[Data Boundary: Start]

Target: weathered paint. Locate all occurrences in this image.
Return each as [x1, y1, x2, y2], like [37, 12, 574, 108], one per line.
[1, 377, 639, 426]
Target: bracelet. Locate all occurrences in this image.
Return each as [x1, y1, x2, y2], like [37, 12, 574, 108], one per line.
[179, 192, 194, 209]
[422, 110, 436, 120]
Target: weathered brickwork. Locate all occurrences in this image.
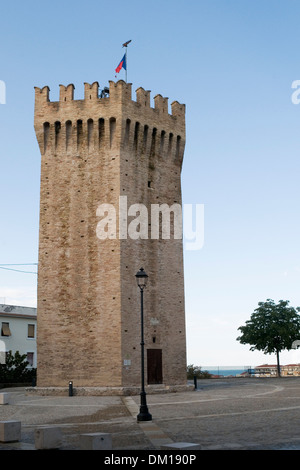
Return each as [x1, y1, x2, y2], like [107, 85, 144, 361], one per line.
[34, 80, 186, 388]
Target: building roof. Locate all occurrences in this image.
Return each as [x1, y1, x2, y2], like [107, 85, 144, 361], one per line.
[255, 363, 300, 368]
[256, 364, 277, 368]
[0, 304, 37, 319]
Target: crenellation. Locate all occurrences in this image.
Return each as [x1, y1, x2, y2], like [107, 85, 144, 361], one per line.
[136, 87, 151, 107]
[154, 94, 168, 114]
[34, 81, 185, 137]
[59, 84, 75, 102]
[35, 85, 50, 103]
[171, 101, 185, 119]
[109, 79, 132, 103]
[34, 82, 185, 118]
[84, 81, 99, 101]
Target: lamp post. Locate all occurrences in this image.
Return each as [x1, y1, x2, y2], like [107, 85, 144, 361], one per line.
[135, 267, 152, 422]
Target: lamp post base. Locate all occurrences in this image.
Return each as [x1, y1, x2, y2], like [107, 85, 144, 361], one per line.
[137, 409, 152, 422]
[137, 391, 152, 421]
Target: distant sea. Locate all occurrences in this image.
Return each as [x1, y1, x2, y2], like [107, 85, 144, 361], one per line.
[203, 367, 251, 377]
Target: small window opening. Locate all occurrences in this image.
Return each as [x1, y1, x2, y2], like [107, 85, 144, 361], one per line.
[28, 324, 35, 338]
[1, 322, 11, 337]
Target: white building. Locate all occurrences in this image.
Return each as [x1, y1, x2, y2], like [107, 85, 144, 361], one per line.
[0, 304, 37, 368]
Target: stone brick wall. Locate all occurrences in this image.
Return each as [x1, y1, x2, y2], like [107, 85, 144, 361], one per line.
[34, 80, 186, 388]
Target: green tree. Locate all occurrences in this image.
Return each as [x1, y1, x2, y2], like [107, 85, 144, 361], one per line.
[237, 299, 300, 377]
[187, 364, 211, 379]
[0, 350, 36, 384]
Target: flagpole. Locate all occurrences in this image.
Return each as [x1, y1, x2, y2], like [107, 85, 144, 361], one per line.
[122, 40, 131, 83]
[125, 46, 127, 83]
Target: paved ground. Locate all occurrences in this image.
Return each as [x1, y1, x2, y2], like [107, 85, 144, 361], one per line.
[0, 377, 300, 451]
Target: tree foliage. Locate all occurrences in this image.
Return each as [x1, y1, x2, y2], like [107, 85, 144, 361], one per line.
[237, 299, 300, 376]
[0, 350, 36, 384]
[187, 364, 211, 379]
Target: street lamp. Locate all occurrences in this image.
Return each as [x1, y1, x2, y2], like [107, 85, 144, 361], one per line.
[135, 267, 152, 422]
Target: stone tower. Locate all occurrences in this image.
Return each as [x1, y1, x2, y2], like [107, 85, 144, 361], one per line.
[34, 80, 186, 391]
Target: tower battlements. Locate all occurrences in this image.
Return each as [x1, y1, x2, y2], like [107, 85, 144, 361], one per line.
[34, 80, 185, 164]
[34, 79, 185, 120]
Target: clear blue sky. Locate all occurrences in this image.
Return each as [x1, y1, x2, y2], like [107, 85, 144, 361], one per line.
[1, 0, 300, 367]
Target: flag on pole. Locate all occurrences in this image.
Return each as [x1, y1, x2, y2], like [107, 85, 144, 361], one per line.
[115, 54, 127, 74]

[Data Boundary: End]

- [What is expected]: Each line from the start of the records through the line holding "Target: weathered brickwork." must be returned exactly; nothing else belongs in the answer.

- [Response for this exercise]:
Target: weathered paint. Locate all occurrences in this image.
Return each as [x1, y1, x2, y2], like [37, 12, 574, 108], one per line.
[1, 377, 639, 426]
Target: bracelet. Locate all occurrences in this image.
Return each as [x1, y1, x2, y2], like [37, 12, 574, 108], one per line.
[179, 192, 194, 209]
[422, 110, 436, 120]
Target: weathered brickwork. Locate all occurrences in this image.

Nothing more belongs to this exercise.